EXERCISE DESCRIPTION:
Starting with the line with "the sky is." and going on through the line with "279,0 -> 600,110", write those lines out again with the requests included, adding 95 to every bounding box coordinate in the answers but to no number in the requests or their format samples. Leave the pictures out.

(A block of data)
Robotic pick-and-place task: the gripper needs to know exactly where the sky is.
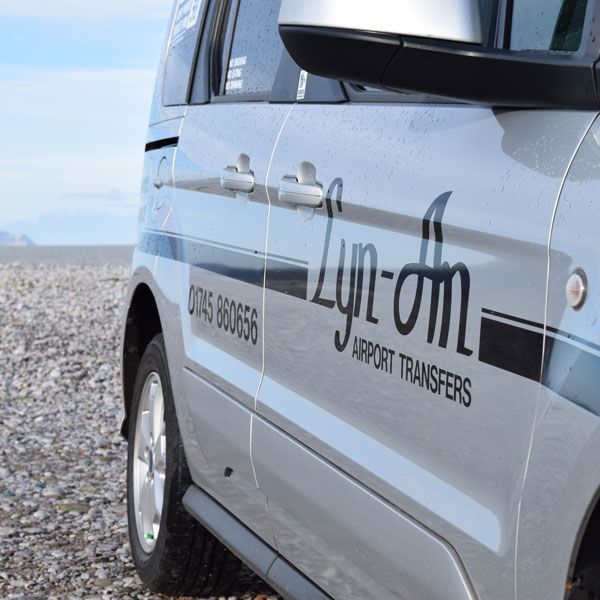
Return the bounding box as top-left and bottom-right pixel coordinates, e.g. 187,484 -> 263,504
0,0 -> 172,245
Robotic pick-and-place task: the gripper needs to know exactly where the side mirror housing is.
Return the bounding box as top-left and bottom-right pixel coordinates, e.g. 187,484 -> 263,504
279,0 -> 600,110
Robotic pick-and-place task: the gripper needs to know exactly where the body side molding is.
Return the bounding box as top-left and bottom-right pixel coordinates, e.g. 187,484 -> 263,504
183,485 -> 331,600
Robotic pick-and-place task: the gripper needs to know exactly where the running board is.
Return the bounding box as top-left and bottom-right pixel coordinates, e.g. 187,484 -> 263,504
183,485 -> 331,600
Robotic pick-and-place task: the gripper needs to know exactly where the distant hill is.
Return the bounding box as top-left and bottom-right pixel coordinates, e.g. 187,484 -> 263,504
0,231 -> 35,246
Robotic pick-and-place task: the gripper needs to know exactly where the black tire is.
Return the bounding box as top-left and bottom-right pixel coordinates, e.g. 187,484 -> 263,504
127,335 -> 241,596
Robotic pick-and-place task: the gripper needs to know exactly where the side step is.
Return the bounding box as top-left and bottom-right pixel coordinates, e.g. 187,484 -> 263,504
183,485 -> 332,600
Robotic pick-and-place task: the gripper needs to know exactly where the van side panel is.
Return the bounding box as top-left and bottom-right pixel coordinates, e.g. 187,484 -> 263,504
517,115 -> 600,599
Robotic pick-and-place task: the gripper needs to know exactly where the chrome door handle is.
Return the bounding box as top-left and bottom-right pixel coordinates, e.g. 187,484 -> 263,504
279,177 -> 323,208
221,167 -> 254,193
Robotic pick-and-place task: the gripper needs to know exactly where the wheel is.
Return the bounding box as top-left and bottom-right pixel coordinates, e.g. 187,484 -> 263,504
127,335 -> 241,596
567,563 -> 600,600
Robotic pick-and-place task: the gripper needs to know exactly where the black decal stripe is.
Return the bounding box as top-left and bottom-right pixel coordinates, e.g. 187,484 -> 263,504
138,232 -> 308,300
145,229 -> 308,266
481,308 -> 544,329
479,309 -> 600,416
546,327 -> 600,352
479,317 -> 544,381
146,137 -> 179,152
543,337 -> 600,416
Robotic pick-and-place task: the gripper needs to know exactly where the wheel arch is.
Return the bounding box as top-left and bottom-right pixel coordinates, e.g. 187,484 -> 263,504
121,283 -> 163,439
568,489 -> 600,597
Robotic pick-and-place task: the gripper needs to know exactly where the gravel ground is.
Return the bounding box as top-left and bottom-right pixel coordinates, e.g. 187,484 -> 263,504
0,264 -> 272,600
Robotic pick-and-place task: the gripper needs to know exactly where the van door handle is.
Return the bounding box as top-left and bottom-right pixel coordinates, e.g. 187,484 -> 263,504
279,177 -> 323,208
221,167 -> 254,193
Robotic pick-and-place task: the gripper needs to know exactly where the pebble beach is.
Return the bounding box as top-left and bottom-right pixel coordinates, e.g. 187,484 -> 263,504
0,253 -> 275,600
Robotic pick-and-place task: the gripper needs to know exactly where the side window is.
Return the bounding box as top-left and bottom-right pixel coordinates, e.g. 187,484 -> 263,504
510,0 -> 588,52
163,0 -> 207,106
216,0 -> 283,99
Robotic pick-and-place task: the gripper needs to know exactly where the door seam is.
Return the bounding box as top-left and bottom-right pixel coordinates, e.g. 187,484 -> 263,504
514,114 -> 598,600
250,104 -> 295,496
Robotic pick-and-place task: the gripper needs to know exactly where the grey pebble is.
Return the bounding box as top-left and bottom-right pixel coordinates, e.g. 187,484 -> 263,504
---
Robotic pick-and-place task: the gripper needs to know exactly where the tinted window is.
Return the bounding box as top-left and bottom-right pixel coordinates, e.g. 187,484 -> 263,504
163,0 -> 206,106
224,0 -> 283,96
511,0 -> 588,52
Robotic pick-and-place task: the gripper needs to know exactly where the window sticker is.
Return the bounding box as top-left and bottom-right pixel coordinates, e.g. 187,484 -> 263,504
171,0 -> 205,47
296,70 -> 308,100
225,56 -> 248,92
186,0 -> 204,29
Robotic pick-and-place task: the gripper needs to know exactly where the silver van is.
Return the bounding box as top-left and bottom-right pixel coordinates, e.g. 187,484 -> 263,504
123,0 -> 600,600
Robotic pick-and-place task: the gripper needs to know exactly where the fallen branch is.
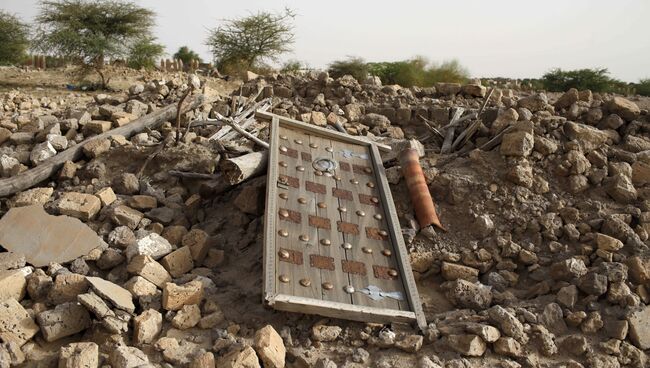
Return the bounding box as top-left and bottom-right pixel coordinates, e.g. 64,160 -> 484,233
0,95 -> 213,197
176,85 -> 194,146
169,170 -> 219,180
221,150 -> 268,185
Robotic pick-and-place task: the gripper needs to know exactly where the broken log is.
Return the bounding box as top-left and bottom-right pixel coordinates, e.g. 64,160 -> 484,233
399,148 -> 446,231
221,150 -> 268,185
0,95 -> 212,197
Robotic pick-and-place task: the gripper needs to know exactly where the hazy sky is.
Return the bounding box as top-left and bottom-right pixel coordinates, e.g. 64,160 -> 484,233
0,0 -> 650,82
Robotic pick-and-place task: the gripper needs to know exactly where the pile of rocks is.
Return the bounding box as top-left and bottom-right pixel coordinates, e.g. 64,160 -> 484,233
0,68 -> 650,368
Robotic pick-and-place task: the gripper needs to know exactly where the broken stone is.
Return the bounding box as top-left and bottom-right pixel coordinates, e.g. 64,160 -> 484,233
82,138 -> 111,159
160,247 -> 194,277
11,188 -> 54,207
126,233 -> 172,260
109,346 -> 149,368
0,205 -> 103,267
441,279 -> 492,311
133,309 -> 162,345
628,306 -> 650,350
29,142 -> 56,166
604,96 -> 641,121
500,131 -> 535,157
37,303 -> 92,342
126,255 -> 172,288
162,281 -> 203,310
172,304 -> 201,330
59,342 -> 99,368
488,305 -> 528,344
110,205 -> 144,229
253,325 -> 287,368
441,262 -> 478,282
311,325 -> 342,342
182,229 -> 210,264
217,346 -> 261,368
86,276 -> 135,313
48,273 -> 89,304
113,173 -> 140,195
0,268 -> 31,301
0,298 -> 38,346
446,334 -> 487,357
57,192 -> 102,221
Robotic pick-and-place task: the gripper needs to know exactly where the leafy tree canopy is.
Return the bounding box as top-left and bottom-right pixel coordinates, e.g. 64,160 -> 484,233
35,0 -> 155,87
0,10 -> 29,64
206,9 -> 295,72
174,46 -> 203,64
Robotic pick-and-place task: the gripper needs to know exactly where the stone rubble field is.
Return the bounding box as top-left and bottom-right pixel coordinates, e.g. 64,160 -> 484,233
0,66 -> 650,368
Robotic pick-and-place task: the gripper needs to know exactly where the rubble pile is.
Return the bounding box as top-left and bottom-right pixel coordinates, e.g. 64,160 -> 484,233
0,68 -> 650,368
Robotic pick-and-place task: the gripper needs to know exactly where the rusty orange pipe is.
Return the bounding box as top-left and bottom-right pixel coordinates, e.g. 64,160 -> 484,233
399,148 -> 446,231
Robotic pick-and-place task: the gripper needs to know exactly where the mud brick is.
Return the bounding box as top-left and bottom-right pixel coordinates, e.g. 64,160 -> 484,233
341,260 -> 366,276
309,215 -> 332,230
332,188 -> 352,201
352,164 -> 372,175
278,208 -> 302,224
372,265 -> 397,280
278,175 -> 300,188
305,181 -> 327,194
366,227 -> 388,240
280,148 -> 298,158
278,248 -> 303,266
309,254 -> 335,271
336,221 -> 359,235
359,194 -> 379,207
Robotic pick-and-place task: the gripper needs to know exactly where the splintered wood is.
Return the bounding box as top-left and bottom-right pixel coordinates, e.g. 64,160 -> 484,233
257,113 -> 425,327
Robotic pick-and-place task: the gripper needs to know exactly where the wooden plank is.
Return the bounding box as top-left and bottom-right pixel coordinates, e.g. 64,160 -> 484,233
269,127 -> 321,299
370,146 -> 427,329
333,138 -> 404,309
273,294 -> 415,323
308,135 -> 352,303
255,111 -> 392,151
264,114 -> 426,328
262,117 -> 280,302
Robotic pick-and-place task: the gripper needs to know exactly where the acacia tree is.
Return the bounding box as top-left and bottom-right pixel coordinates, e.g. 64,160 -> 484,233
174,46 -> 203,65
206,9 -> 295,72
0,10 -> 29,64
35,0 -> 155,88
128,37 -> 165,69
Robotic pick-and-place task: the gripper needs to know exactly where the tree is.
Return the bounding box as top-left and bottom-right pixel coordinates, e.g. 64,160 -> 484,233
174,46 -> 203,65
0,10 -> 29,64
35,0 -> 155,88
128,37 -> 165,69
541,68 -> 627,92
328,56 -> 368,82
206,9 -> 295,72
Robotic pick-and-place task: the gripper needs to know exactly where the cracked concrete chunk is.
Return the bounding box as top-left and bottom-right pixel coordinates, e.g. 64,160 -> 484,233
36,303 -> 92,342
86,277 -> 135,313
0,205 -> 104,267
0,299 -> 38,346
---
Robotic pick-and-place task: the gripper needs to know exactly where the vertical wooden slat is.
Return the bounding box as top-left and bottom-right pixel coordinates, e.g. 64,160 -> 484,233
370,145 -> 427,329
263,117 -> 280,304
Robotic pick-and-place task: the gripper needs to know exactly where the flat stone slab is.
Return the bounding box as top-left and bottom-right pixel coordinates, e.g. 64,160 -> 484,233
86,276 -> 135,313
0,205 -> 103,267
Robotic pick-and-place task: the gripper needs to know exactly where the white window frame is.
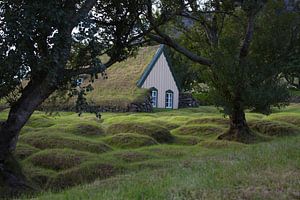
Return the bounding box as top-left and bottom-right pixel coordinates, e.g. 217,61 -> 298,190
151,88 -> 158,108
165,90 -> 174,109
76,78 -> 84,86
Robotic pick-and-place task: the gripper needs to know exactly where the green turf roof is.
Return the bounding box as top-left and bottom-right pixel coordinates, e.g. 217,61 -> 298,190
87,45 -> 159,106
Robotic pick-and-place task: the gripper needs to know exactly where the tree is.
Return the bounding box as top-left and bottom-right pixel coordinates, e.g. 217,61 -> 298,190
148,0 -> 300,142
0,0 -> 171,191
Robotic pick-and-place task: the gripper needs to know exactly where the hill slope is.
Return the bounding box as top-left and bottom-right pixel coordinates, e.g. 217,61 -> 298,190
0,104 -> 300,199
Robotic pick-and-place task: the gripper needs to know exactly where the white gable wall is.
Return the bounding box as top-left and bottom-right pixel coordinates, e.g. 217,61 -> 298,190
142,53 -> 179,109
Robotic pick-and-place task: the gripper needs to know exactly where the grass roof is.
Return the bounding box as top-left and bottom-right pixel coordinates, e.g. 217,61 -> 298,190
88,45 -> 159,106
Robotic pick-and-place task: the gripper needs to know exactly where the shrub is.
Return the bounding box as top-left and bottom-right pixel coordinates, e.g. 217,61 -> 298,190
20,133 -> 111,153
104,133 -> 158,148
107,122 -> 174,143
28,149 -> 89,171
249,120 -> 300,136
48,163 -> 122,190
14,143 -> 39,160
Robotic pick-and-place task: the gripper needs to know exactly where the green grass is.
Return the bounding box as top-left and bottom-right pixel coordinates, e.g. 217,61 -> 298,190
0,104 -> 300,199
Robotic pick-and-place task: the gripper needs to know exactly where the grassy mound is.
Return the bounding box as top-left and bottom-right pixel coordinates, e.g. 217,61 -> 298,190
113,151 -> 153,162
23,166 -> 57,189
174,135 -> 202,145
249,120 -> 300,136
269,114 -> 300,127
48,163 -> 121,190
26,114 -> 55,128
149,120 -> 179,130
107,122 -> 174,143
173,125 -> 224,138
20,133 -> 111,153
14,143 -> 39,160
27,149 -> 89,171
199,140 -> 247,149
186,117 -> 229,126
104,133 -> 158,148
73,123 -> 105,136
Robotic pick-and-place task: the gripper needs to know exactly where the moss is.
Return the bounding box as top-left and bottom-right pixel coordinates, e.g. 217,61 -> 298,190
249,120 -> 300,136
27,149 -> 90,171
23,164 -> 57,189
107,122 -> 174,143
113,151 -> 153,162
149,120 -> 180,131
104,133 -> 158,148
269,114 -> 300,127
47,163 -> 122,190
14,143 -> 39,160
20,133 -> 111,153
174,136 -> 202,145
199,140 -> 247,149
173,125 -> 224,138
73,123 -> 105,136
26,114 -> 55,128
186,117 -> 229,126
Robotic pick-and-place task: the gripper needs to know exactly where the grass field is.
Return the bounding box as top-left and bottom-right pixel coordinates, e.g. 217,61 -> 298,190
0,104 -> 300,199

SOLVED PROBLEM:
Robotic pick-and-place task: the gripper needs to know exactly where the sky is.
Return the bounding box as top-left and bottom-right pixel coordinates, e.g. 187,484 -> 263,504
95,95 -> 267,340
Robotic pick-and-place task: the gripper needs to know exactly where the side mirror housing is.
Return the bounding box as top-left and bottom-right pixel coordinates, e.g. 187,484 -> 263,504
374,95 -> 695,205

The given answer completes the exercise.